◆ WHAT TO DO
Rewrite the material below, changing every "integer pixel values" to "whole-number pixel coordinates" and leaving everything else the same.

— START OF TASK INPUT —

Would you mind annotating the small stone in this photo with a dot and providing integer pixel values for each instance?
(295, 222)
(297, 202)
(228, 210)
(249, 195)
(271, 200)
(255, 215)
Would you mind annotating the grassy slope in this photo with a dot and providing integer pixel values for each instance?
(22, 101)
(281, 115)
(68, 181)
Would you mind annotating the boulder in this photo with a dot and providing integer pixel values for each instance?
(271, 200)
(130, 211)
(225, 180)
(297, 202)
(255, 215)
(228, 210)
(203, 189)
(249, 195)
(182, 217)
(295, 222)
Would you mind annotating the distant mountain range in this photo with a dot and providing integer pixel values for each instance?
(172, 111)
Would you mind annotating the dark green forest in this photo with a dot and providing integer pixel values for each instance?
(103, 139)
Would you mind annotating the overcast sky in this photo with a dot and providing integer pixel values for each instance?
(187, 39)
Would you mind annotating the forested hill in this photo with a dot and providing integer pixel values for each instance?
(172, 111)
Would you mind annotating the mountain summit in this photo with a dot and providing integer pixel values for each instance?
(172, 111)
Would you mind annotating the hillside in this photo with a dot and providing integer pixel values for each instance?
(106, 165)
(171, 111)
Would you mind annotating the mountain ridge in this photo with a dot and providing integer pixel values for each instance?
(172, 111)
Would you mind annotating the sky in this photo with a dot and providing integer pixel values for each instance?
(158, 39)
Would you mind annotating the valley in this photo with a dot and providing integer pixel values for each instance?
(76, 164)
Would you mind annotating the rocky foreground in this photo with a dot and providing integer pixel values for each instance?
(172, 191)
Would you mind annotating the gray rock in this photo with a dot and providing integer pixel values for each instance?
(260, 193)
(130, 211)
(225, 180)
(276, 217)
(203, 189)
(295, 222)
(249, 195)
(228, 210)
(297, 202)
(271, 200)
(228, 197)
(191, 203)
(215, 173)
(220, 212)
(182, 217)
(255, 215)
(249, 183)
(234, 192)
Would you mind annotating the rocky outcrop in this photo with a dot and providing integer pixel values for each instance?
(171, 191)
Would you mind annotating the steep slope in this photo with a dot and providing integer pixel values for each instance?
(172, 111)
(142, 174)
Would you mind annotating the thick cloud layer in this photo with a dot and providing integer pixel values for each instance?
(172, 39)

— END OF TASK INPUT —

◆ TASK SOLUTION
Would you mind annotating the small stone in this photo with a dot and providing whole-number pixel coordinates for each instance?
(295, 222)
(297, 202)
(228, 210)
(249, 195)
(271, 200)
(255, 215)
Would you mind annotating the grassy slope in this photo with a dot and providing whole-number pixel coordinates for each instance?
(22, 101)
(281, 115)
(68, 181)
Would you mind annotating the boulder in this photo with a dot and providing whole-number pixel coordinates for each instance?
(271, 200)
(130, 211)
(225, 180)
(297, 202)
(255, 215)
(228, 210)
(203, 189)
(249, 195)
(182, 217)
(295, 222)
Would you mind annotating the distant mountain range in this photo with a dot and providing whole-number pixel coordinates for each instance?
(172, 111)
Would you mind annotating the dark green forest in this photo with a dot and providing whole-number pixel coordinates for each instance?
(103, 139)
Would you mind annotating the overcast sky in this photo with a dot and providing whole-number pixel coordinates for each instance?
(187, 39)
Would you mind annotating the forested hill in this photo with a dot and providing whole-number pixel coordinates for each instance?
(172, 111)
Would you mind annotating the mountain summit in this photo with a dot and providing whole-number pixel coordinates for each instance?
(172, 111)
Would you mind annotating the hillside in this photo with a dot and providing whole-number pixel coordinates for each instance?
(106, 165)
(171, 111)
Would you mind annotating the mountain ridge in this photo with a dot and providing whole-number pixel coordinates for each instance?
(172, 111)
Would you mind annotating the sky in this photo with a dot and providing whole-number pixel coordinates for each instance?
(158, 39)
Would you mind annotating the valley in this photo with a dot and providing whole-number pixel coordinates for each instance?
(76, 164)
Would you mind annotating the rocky foreground in this photo with a dot and providing whole-number pixel coordinates for each instance?
(172, 191)
Would you mind annotating the gray rock in this photo with a dot and providing whole-number pixel coordinates for each instance?
(260, 193)
(130, 211)
(225, 180)
(276, 217)
(203, 189)
(295, 222)
(249, 195)
(228, 210)
(297, 202)
(271, 200)
(228, 197)
(191, 203)
(215, 173)
(220, 212)
(182, 217)
(255, 215)
(249, 183)
(234, 192)
Would you mind annotating the rocky outcrop in this photo with a dot and providing whole-number pixel coordinates for each instance?
(171, 191)
Would you mind annotating the steep slope in this photo with a dot and providing whole-number pixel coordinates for each instance?
(172, 111)
(142, 174)
Would you mind annotating the thick cloud layer in this photo with a dot and providing whole-number pixel coordinates for each instance?
(172, 39)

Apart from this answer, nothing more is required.